#### PAGE
# Get a new nanna goat woooow



## magpie (Oct 23, 2013)

I'm getting a nother new goat in 3 weeks the ladie I got her from can't take care of her anymore so I'm getting her and she got her breed and she due in December It going to be so cold but get more goat yea yea wish me luck getting her guys I've only got to see what she look like once so she may be different now I can't wait I'm so excited


----------



## mmiller (Apr 3, 2012)

Was you able to get your goat?


----------



## magpie (Oct 23, 2013)

mmiller said:


> Was you able to get your goat?


yhea


----------



## toth boer goats (Jul 20, 2008)

Pics please


----------



## mmiller (Apr 3, 2012)

Yes would love pics. What breed is she?


----------



## magpie (Oct 23, 2013)

mmiller said:


> Yes would love pics. What breed is she?


K I will she is a boer goat and she is 9 Months old already


----------



## Crossroads Boers (Feb 19, 2011)

Cool!!  Boers are great goats.


----------



## magpie (Oct 23, 2013)

Crossroads Boers said:


> Cool!!  Boers are great goats.


Yes hey are


----------



## magpie (Oct 23, 2013)

magpie said:


> Yes hey are


Yes they are sorry guys


----------
########
#### DATA SUPPLIED
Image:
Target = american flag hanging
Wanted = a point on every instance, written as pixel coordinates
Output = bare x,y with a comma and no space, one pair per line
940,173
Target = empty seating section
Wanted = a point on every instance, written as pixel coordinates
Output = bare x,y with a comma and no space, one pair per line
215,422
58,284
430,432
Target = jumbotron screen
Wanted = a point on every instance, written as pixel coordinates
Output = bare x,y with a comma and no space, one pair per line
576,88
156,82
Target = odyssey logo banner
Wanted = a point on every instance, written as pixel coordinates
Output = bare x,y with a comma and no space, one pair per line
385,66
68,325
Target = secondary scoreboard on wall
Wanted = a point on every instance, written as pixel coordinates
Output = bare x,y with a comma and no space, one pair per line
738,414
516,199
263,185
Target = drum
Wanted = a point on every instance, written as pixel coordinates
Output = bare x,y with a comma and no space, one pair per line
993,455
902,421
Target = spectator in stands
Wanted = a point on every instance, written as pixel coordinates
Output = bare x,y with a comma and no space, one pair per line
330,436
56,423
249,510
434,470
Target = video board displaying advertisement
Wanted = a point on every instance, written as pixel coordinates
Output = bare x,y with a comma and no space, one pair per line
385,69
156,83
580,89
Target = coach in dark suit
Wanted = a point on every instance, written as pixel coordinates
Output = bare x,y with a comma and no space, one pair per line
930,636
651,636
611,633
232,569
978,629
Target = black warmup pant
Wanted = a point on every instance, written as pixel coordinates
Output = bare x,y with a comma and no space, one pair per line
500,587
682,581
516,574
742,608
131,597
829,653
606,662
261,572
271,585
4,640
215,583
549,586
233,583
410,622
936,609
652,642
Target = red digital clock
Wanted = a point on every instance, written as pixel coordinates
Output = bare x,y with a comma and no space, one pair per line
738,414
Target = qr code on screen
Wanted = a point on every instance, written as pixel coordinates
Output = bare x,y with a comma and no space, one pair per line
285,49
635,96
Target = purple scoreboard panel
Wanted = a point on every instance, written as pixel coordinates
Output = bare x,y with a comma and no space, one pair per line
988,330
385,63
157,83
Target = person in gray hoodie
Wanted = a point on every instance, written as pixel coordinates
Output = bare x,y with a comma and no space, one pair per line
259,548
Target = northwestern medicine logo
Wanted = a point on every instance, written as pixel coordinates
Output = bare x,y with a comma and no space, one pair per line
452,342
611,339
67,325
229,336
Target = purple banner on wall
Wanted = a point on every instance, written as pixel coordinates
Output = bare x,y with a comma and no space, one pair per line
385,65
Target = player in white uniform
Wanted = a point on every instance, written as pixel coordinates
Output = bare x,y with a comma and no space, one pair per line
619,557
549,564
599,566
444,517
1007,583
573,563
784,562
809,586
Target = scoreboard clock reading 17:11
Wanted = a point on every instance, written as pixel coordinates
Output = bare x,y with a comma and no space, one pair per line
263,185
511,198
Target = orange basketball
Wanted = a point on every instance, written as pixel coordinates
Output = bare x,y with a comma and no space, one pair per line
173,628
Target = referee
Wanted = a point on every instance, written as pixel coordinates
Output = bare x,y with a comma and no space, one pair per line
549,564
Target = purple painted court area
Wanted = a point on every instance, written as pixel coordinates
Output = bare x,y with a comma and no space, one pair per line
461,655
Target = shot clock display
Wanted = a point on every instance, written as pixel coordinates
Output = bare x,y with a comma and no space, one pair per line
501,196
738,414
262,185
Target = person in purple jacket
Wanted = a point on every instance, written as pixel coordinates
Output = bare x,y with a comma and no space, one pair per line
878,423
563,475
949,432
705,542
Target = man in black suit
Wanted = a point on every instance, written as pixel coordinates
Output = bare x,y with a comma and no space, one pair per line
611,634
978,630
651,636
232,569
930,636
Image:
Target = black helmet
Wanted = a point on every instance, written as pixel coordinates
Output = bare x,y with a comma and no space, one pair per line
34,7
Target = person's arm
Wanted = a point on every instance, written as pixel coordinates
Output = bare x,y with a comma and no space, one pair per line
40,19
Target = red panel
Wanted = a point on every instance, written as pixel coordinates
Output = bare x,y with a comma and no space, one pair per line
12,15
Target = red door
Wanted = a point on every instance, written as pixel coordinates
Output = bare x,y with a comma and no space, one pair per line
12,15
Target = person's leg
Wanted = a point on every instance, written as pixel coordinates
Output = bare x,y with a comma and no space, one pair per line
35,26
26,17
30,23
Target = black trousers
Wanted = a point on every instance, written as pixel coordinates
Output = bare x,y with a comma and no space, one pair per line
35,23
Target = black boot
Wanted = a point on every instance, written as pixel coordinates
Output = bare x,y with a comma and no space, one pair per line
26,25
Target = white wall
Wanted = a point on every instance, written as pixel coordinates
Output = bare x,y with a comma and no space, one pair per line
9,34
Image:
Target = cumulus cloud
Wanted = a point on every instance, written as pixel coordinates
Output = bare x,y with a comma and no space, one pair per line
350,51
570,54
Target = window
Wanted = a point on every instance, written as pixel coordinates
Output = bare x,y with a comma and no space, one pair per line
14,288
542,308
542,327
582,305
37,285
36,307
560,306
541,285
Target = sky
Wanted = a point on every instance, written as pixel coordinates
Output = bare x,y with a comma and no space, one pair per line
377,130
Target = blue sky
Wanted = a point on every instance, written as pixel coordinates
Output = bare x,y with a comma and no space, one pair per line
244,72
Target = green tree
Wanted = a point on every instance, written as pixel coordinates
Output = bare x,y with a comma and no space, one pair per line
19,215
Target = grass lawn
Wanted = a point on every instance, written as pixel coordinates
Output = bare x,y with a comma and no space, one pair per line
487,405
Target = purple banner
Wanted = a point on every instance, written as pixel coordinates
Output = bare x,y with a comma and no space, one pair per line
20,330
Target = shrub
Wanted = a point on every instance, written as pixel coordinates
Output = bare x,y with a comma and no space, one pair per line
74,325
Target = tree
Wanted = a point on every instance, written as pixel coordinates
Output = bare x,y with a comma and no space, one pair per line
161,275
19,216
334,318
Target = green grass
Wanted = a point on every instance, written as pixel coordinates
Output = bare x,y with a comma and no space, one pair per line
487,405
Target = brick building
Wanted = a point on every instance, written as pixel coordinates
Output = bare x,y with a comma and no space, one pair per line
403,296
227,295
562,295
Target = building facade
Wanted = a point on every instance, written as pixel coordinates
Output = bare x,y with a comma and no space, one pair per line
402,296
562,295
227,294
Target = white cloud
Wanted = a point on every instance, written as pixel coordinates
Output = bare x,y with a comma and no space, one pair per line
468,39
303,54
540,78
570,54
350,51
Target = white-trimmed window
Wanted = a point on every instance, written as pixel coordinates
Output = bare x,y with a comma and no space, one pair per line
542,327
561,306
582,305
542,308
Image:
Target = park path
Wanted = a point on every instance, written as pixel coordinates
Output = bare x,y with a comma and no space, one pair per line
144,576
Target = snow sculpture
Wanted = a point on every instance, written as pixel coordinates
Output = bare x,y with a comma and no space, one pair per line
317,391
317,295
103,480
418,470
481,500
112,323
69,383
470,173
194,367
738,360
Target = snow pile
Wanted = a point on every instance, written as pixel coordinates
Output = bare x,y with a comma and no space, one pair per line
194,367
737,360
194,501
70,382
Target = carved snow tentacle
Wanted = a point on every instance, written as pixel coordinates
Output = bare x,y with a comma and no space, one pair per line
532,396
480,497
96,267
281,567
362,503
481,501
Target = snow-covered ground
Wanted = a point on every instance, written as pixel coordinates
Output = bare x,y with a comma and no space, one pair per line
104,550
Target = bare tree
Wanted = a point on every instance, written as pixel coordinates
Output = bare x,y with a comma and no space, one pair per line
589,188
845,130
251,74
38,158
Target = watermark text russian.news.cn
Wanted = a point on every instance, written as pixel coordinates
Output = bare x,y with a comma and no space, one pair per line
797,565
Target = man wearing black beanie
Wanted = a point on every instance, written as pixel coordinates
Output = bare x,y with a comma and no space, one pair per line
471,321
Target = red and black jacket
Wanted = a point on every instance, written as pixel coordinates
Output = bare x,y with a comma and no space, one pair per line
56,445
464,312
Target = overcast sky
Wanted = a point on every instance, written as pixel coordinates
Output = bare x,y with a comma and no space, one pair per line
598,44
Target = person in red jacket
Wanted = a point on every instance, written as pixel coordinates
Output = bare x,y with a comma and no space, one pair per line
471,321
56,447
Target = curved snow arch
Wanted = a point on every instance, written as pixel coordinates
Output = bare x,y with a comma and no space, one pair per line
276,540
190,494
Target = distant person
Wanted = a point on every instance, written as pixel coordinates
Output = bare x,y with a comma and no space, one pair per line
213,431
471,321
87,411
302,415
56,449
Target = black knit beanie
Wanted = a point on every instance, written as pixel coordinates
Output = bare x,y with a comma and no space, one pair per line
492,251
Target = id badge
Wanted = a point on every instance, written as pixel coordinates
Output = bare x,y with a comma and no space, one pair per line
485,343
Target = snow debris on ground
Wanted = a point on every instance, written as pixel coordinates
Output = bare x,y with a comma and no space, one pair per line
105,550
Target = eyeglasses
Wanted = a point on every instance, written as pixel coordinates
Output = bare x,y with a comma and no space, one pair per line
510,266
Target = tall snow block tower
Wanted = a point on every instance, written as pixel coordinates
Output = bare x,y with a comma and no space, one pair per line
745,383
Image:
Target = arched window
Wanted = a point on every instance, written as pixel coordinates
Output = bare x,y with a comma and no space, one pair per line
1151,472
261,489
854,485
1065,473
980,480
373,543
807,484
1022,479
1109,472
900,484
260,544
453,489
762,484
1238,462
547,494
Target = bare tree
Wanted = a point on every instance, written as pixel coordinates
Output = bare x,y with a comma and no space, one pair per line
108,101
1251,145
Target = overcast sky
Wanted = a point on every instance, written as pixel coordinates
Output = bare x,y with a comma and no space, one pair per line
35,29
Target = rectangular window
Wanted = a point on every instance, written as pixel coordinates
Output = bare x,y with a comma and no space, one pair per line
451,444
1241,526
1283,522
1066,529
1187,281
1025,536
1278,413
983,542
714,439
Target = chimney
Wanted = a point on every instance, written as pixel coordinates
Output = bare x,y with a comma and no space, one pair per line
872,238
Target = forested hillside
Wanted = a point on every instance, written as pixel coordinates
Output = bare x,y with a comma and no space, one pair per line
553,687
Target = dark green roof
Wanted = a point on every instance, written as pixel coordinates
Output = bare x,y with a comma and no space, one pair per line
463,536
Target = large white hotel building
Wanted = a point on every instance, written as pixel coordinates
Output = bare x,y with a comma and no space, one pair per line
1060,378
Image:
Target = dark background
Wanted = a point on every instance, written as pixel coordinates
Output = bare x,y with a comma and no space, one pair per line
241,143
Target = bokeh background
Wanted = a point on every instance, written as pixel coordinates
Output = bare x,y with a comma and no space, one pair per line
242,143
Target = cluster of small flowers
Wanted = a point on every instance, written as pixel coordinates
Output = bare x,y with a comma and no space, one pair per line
########
REQUIREMENTS:
1. Translate this sentence from the goat thread into French: "Boers are great goats."
2. Update the entries from the line with "Target = bokeh background" through the end of the entries, changing "Wanted" to "Requested" and leaving everything else as it is.
The goat thread and the entries come from unrelated sources.

COMPLETE ANSWERS:
1. Les Boers sont d'excellentes chèvres.

2.
Target = bokeh background
Requested = a point on every instance, written as pixel coordinates
Output = bare x,y with a comma and no space, one pair per line
242,143
Target = cluster of small flowers
Requested = a point on every instance, written as pixel coordinates
Output = bare x,y with a comma and no space, one pair per line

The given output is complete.